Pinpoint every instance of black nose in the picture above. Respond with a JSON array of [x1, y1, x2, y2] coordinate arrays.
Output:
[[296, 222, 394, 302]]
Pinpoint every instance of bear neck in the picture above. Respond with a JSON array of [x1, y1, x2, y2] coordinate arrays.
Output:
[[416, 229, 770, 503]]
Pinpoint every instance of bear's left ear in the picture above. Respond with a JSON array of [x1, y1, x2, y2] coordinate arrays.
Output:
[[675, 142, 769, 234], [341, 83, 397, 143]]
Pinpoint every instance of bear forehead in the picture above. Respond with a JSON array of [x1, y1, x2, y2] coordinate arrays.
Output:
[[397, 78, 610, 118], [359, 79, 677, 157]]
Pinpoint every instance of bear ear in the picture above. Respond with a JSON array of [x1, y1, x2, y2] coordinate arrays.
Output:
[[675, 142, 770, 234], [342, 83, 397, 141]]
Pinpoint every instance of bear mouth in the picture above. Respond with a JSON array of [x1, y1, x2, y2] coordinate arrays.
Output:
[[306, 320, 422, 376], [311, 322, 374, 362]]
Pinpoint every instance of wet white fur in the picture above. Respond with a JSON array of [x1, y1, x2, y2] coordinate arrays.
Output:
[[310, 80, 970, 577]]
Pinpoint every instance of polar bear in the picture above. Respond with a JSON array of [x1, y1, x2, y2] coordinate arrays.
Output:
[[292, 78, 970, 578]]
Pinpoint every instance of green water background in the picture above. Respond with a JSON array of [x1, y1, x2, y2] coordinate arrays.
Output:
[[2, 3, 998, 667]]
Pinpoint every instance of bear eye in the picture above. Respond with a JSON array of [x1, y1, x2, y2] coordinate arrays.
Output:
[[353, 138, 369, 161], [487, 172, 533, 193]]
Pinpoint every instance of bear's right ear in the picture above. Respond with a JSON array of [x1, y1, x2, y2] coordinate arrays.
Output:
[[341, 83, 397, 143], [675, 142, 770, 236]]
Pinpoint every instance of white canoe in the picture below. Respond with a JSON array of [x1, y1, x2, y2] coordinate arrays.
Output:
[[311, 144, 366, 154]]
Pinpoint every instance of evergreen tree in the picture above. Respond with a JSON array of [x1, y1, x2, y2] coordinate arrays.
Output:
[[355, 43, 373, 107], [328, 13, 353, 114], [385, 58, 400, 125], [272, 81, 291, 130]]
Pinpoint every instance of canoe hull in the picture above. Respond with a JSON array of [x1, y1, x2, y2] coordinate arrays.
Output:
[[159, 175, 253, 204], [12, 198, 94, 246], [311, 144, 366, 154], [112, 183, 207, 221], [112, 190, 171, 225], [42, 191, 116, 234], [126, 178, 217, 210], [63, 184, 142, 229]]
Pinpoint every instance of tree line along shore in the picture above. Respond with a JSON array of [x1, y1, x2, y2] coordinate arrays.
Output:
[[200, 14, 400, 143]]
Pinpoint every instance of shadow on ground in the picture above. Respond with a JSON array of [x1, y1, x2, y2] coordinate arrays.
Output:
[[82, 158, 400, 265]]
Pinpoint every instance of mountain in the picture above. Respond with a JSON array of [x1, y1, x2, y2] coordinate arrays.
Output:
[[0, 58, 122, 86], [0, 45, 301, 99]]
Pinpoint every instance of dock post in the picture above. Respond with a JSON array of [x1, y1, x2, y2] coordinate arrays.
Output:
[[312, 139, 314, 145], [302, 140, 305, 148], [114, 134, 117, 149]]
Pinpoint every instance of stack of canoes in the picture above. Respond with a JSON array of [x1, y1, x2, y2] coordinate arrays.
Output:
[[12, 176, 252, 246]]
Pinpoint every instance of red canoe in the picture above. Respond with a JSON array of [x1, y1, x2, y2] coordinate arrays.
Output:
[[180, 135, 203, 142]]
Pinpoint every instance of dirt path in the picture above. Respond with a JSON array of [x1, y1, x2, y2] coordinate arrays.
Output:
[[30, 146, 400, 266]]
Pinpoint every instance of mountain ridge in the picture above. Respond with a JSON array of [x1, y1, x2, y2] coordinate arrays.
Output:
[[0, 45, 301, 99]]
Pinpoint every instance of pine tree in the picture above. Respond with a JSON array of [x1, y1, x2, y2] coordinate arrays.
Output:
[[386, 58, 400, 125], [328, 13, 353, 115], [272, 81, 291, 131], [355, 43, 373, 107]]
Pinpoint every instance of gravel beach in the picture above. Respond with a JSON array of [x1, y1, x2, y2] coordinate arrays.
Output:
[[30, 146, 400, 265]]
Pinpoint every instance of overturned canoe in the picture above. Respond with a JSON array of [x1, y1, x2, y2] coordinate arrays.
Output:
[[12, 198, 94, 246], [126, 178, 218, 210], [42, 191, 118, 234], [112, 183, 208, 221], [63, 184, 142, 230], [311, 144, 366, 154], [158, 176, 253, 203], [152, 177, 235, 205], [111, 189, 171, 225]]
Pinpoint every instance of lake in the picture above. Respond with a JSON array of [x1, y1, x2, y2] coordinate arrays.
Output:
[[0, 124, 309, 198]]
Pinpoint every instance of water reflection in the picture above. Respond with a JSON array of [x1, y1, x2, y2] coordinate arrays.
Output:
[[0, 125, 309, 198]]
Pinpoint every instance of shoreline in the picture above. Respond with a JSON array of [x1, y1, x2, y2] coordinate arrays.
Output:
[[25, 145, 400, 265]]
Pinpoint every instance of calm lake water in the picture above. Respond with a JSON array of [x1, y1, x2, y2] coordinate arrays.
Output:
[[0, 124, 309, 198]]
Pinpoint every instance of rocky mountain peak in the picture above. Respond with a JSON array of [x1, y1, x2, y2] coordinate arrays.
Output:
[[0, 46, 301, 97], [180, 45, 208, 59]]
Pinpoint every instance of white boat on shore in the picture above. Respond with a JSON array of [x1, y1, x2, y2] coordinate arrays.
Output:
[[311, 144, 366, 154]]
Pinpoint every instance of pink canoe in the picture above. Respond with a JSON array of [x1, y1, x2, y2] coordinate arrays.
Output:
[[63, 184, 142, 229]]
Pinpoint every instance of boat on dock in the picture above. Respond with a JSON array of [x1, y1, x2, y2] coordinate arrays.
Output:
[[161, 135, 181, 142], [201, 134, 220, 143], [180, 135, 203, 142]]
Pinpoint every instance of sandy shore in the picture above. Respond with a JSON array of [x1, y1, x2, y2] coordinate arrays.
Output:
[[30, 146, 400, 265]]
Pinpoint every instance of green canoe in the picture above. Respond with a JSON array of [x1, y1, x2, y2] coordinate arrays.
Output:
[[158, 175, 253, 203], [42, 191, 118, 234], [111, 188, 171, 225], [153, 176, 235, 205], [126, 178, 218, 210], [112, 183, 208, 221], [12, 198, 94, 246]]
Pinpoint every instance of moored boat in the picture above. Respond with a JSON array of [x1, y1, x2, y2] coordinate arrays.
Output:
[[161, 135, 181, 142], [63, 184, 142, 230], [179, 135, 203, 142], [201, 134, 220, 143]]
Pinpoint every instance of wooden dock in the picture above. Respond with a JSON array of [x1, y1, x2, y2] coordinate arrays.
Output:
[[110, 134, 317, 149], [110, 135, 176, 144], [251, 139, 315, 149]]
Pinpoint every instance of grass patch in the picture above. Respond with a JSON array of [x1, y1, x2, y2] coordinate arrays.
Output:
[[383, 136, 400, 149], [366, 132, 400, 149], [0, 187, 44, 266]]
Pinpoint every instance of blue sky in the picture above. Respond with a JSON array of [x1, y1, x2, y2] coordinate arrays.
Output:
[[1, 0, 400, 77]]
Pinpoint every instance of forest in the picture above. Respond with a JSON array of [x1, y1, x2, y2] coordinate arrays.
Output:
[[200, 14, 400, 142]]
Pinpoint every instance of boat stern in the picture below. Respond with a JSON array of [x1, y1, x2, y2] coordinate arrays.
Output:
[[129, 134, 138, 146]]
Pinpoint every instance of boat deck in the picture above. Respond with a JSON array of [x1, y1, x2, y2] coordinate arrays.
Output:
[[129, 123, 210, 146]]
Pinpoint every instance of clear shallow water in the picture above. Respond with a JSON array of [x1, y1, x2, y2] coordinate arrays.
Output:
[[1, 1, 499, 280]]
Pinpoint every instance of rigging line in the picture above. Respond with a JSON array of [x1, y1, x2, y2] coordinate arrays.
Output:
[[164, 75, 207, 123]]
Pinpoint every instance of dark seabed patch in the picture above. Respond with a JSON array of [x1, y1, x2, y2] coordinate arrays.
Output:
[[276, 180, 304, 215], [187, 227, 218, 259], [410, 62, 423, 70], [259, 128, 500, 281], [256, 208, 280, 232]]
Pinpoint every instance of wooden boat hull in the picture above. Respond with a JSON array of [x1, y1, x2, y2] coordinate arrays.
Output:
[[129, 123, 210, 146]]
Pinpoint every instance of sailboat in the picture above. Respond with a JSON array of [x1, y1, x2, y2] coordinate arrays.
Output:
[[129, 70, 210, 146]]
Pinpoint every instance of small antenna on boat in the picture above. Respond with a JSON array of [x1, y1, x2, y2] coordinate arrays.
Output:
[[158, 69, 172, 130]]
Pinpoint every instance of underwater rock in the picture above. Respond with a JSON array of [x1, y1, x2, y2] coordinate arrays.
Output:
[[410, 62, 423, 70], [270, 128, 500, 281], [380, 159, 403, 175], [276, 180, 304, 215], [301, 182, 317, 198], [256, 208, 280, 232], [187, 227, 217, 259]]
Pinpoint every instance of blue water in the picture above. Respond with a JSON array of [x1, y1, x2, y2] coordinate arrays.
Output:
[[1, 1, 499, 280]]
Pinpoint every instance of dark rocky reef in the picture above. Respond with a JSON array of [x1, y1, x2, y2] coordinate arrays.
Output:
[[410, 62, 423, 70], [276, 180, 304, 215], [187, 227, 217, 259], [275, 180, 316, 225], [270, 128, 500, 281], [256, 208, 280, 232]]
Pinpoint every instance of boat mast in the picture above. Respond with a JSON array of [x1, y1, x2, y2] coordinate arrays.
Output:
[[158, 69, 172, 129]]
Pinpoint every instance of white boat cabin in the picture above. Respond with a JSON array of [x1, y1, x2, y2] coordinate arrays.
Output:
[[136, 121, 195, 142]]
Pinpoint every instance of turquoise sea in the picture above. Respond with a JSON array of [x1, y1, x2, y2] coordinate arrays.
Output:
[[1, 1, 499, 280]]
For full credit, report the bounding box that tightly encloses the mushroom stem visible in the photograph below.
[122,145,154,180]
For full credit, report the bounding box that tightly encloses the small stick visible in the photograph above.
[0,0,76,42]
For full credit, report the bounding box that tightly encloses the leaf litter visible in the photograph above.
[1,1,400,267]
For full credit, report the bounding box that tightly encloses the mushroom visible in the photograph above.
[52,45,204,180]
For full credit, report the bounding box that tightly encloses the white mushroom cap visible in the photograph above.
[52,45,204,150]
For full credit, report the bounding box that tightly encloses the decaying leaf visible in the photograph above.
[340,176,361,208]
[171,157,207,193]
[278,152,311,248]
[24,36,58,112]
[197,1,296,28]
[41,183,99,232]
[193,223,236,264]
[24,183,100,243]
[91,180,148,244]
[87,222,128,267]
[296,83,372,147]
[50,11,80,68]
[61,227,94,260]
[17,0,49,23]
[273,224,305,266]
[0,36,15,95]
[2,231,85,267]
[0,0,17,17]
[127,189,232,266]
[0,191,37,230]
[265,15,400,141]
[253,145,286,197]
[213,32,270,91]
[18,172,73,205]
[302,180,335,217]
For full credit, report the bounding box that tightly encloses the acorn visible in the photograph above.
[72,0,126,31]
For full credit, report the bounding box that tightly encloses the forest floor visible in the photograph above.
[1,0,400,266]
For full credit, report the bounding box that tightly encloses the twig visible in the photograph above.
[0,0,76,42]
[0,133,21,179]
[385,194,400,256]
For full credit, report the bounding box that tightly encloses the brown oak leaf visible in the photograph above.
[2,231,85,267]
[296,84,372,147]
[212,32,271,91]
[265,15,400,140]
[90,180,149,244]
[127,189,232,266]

__EXERCISE DIRECTIONS__
Quote every line of the records above, from the first down to the one holding "Pinpoint every instance of bear forehead", exactly as written.

__WRITTEN REPLY__
Pinpoint every instance of black nose in the picture above. Respond with a JSON array of [x1, y1, x2, y2] coordinate arrays.
Output:
[[296, 222, 394, 302]]
Pinpoint every instance of bear neck in the picture above. Respond with a JSON array of [x1, y1, x2, y2] coordinate arrays.
Output:
[[416, 229, 770, 503]]
Pinpoint every instance of bear's left ear in the picture above. Respond with a JSON array of [x1, y1, x2, y2] coordinate arrays.
Output:
[[675, 142, 769, 234], [341, 83, 397, 143]]
Pinpoint every instance of bear forehead in the picture above. Respond with a JSON array of [x1, y1, x2, y2] coordinate arrays.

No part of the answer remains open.